>> BEGIN Given text

Constellations: “ellie gordon-moershel – anatomy of the road” & “janet rogers – broken english” — “Anatomy of the road” is a dull, predictable bit of drama in itself, but I can imagine it going somewhere interesting in its continuation. Apparently that will happen. “Broken english” is more fun, on account of its basically being music. I’m all for the line between music and talk radio being blurred.

What Trump Can Teach Us About Con Law: “Right to Dissent” & “Criminal Justice and the POTUS” — Two great, disquieting episodes of a forever disquieting show about how everything is changing for the worse because the most powerful man in the world is a baby with no understanding of the system he’s at the head of. The criminal justice episode is particularly good, because it references Trump’s response to the Central Park Five to help understand his current stance on criminal justice, which is deplorable.

StartUp: “The Race for a Driverless Future” — It’s been a long time since I listened to the first part of this two-parter, but I remember it was more fun than this. If this show were continuing with this episodic approach, it would be gone from my feed.

Omnibus (week of Oct. 22, 2017)

Happy Halloween. I’ve got a couple of CBC things out this week, both focussed on spooky stuff. Firstly, my piece on a filmmaker who has made a horror experience for VR headsets was featured on the national program The Story From Here, which is certainly nice. You can hear that piece at 8:15 of this podcast. Do stick around for the story about learning the Mi’kmaq language; it is great and much more important than my Silly Documentary About Screaming. Also, if you really want to go deep, you can see some very embarrassing video of me during the VR experience here.

Also, yesterday’s instalment of my usual pop culture column was a Halloween spook fest that I facetiously titled “SERIOUS HALLOWEEN,” because this time of year is altogether too silly, and nobody can rectify this but me. That’s at 1:22:04 of this podcast.

Now, here’s a fairly slight instalment of Omnibus. I’ve been busy. 12 reviews.

Movies

Loving Vincent — This is the world’s first fully oil painted movie, done entirely by hand. The movie makes sure to tell you this in an intertitle right at the start, because the gimmick is the point. What else could the point be? Surely not the story, which is rendered in such awful dialogue that it actually obscures the fact that Vincent van Gogh’s life was profoundly interesting. But really, even the gimmick lets us down, because while the film’s environments are ripped straight from van Gogh’s magnificent canvasses, its characters are painted with a level of realism that feels completely out of place. It is horribly obvious in places that the painted frames of this film are meticulous recreations of filmed footage. I halfway think that a film like this is actually impossible to pull off, because the central question it poses to its filmmakers is: how would movement work inside of a van Gogh painting? I frankly don’t see how it could. Perhaps somebody with a heck of a lot more visual imagination than me could think of a way. But now we know for sure that it doesn’t work the same way as it does in traditional film footage. This is a worthy experiment, but it isn’t a remotely good movie.

>> END Given text

*To-do list*:
- 1) Answer these questions using the Omnibus reviews.
(a) Which national program featured the piece on a filmmaker who made a horror experience for VR headsets?
(b) What title was given to yesterday's instalment of the pop culture column?
(c) According to the review of Loving Vincent, what is the film the world's first of?
- 2) From the Omnibus reviews, set down the passage that opens with the words "Happy Halloween. I’ve" and closes with "1:22:04 of this podcast.", copying it word for word.
- 3) For each statement, say yes or no depending on whether it agrees with the Omnibus reviews, and quote the words that decide it.
(a) The piece featured on The Story From Here can be heard at 8:15 of the podcast.
(b) "Anatomy of the road" is described as more fun than "Broken english."
(c) This instalment of Omnibus contains 12 reviews.

>> BEGIN Recorded data

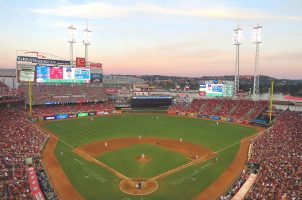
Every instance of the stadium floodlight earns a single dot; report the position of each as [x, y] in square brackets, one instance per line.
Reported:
[237, 40]
[71, 40]
[86, 41]
[257, 39]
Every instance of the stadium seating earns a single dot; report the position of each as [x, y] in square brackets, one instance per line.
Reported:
[278, 152]
[224, 107]
[18, 140]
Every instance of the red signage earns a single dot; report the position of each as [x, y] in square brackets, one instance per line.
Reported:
[111, 90]
[56, 73]
[80, 62]
[96, 65]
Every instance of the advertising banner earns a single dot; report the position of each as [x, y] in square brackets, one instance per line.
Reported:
[91, 113]
[42, 61]
[96, 65]
[215, 117]
[82, 114]
[47, 74]
[42, 73]
[81, 74]
[61, 116]
[26, 75]
[68, 73]
[111, 90]
[80, 62]
[49, 117]
[100, 112]
[96, 78]
[73, 115]
[56, 72]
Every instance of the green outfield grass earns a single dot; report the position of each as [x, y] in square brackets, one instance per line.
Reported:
[124, 160]
[94, 182]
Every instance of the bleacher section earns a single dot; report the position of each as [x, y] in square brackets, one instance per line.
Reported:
[234, 109]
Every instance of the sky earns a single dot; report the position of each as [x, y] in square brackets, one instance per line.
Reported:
[166, 37]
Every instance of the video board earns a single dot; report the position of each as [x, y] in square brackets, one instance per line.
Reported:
[26, 75]
[52, 74]
[216, 89]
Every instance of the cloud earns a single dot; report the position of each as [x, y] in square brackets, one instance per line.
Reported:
[95, 10]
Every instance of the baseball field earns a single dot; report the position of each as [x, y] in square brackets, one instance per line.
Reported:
[170, 157]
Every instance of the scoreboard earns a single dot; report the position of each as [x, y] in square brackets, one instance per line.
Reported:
[49, 74]
[214, 89]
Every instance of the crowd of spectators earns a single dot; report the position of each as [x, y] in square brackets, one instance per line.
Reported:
[65, 93]
[71, 108]
[18, 140]
[237, 109]
[9, 95]
[279, 153]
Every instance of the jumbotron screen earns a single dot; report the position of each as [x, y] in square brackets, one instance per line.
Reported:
[50, 74]
[216, 89]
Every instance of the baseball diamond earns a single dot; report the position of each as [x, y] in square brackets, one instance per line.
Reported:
[182, 156]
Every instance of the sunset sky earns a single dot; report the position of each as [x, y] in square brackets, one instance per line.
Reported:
[166, 37]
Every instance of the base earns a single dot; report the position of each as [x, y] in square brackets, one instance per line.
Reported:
[130, 186]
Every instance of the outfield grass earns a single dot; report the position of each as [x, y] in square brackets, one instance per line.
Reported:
[94, 182]
[124, 160]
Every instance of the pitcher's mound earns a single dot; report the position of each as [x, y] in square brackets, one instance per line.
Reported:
[143, 159]
[138, 186]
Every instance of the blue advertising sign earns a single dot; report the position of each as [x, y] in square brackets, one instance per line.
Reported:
[49, 117]
[61, 116]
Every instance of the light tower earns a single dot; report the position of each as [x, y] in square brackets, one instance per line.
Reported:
[237, 40]
[71, 40]
[86, 41]
[257, 39]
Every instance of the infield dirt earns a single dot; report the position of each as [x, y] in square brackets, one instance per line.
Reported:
[192, 151]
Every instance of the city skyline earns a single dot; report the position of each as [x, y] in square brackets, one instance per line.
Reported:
[175, 38]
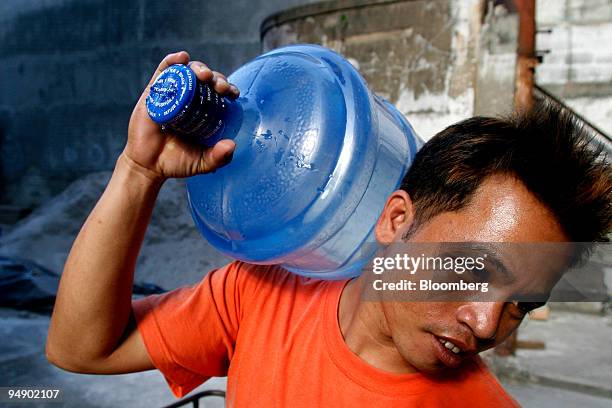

>> END Recorded data

*The results*:
- 1)
(a) The Story From Here
(b) "SERIOUS HALLOWEEN"
(c) The world's first fully oil painted movie, done entirely by hand

- 2)
Happy Halloween. I’ve got a couple of CBC things out this week, both focussed on spooky stuff. Firstly, my piece on a filmmaker who has made a horror experience for VR headsets was featured on the national program The Story From Here, which is certainly nice. You can hear that piece at 8:15 of this podcast. Do stick around for the story about learning the Mi’kmaq language; it is great and much more important than my Silly Documentary About Screaming. Also, if you really want to go deep, you can see some very embarrassing video of me during the VR experience here.

Also, yesterday’s instalment of my usual pop culture column was a Halloween spook fest that I facetiously titled “SERIOUS HALLOWEEN,” because this time of year is altogether too silly, and nobody can rectify this but me. That’s at 1:22:04 of this podcast.

- 3)
(a) Yes: "You can hear that piece at 8:15 of this podcast."
(b) No: "“Broken english” is more fun, on account of its basically being music."
(c) Yes: "12 reviews."